*Source extract:*
━━━━━━━━━━━━━━━━━━━━
The quick summary: the calculator is just a toy, and should not guide your fuelling decisions; the paper, on the other hand, I found surprisingly interesting — though I still wouldn’t use it to plan my fuelling strategy.
Essentially, what Rapoport does is crunch the numbers on exactly how much carbohydrate is available within the body: circulating in the blood stream, stored in the liver, and loaded in the muscles. He brings in a bunch of other well-known information about things like the proportion of carbs versus fat burned at various exercise intensities, adds a few simplifying assumptions, and produces a model of exactly how much carbohydrate a typical runner can store under normal and “carbo-loaded” conditions, and how fast they can run a marathon without having those stores run out.
His summary and synthesis of the science is great — an excellent primer for the interested amateur on how marathon nutrition works. I might quibble with a few of his assumptions — he cites a couple of studies from the 1960s and 70s, for instance, to claim that “the total energetic cost of running depends only on the distance run and not on running speed,” whereas more recent studies have disputed this. But overall, it’s interesting stuff.
The calculator, though, is silly, at least insofar as it purports to tell you how many carbohydrates you need to run at a given marathon pace. For one thing, it’s dramatically simplified relative to the journal paper. The journal acknowledges that you need to know quantities like your VO2max and the total muscle mass in your legs to make a reasonable estimate. The calculator, on the other hand, only asks for your weight (from which it makes a guess about how big your legs are), your resting heart rate (from which it estimates your VO2max), and your age (from which it estimates your maximum heart rate in order to make a further guess about your running intensity at a given pace). All of these estimates have such huge ranges of uncertainty that a single one of them would make the calculator useless for practical purposes. With all of these estimates deployed simultaneously, it becomes a toy.
━━━━━━━━━━━━━━━━━━━━
*Record extracts:*

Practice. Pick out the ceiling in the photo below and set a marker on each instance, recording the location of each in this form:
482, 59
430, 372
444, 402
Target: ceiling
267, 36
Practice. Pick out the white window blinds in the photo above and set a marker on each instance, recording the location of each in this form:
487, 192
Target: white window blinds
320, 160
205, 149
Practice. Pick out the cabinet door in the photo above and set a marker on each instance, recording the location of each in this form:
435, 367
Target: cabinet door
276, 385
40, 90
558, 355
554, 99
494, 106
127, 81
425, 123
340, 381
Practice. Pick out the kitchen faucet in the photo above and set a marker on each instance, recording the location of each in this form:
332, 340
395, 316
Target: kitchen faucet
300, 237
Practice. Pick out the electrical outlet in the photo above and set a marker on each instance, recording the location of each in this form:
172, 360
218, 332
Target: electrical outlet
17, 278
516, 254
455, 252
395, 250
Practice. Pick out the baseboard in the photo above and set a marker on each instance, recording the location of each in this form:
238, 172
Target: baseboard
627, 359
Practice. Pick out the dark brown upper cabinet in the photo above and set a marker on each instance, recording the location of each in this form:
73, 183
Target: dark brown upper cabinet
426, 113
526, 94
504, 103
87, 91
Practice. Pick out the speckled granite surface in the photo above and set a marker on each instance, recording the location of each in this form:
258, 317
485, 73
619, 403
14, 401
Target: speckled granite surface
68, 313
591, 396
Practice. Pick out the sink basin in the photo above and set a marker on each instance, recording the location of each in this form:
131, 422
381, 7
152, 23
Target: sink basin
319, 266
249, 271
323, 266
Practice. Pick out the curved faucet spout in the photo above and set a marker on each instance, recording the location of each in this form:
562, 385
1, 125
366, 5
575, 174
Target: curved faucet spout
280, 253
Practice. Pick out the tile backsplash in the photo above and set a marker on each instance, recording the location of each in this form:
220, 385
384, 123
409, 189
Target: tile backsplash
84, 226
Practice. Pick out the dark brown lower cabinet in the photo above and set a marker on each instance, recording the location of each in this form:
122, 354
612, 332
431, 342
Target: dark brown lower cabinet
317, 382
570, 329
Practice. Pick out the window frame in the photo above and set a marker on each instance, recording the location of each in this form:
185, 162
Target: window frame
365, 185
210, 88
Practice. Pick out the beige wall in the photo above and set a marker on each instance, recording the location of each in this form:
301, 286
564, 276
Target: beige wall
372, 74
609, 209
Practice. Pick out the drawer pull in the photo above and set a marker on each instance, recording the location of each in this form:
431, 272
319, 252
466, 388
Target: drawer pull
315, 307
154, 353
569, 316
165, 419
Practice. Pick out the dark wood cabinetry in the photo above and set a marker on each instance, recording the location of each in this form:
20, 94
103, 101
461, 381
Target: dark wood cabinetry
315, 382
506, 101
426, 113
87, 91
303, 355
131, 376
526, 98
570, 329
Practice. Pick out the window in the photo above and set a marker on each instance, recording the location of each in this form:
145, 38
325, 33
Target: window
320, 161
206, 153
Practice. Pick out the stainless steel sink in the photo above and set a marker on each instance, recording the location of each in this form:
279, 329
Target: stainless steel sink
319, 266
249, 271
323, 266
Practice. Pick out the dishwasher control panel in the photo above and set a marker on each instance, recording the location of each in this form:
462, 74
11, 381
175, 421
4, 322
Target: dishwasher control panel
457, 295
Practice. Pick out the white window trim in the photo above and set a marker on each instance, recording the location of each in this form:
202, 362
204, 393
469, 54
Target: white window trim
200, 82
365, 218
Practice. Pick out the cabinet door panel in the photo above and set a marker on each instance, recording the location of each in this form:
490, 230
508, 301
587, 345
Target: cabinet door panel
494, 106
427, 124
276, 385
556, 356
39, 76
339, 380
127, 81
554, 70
━━━━━━━━━━━━━━━━━━━━
*Given problem A:*
Answer these from the marathon nutrition commentary:
(i) In which three places in the body does Rapoport count the available carbohydrate?
(ii) What claim about running does he support with studies from the 1960s and 70s?
(iii) Which three inputs does the calculator ask for?
*Given problem B:*
Continue the marathon nutrition commentary after its last sentence.

*Exercise output A:*
(i) The blood stream, the liver, and the muscles.
(ii) That "the total energetic cost of running depends only on the distance run and not on running speed."
(iii) Weight, resting heart rate, and age.

*Exercise output B:*
But I also object on a more fundamental level. Even if the calculator was a perfect reflection of the paper (i.e. even if you fed it all sorts of personal performance and morphological details), I still don’t believe it tells you anything useful. Rapoport sets up the problem as follows:
Analyses of endurance physiology have often either used coarse approximations to suggest that human glycogen reserves are insufficient to fuel a marathon (making ‘hitting the wall’ seem inevitable), or implied that maximal glycogen loading is required in order to complete a marathon without ‘hitting the wall.’
In other words, the problem is that people either take in too few or too many carbohydrates. But the parameters of carbo-loading are well-established — Rapoport himself uses them in his model. As Asker Jeukendrup’s recent book Sports Nutrition: From Lab to Kitchen says, trained athletes can pretty much max out glycogen stores by taking in an extra 10 g of carbs per kilogram of bodyweight for just one day before competition. So why would you take in significantly more (or less) than that? If you’re not doing that (or some related protocol designed to fill your glycogen stores as high as they’ll go), it’s because you got bad advice, not because you didn’t have a calculator telling you your precise needs.
The other parameter is pace: the calculator offers to tell what pace you can run without exhausting carbohydrate stores, based only on your weight, age and resting heart rate. Seriously? Show me any 2:30 marathoner, and I’ll find you a 4:30 marathoner with identical weight, age and resting heart rate.
As I said at the top, I enjoyed the paper — it’s a great synthesis of what’s going on inside your body during a marathon. It offers some interesting insights about the point at which carbohydrate stores become a theoretical limiting factor to ultimate performance. But as far as practical relevance, I don’t think it has any. Choose your pace based on what your training says you can do, and choose your carbo-loading strategy to start with a full tank — it’s as simple as that.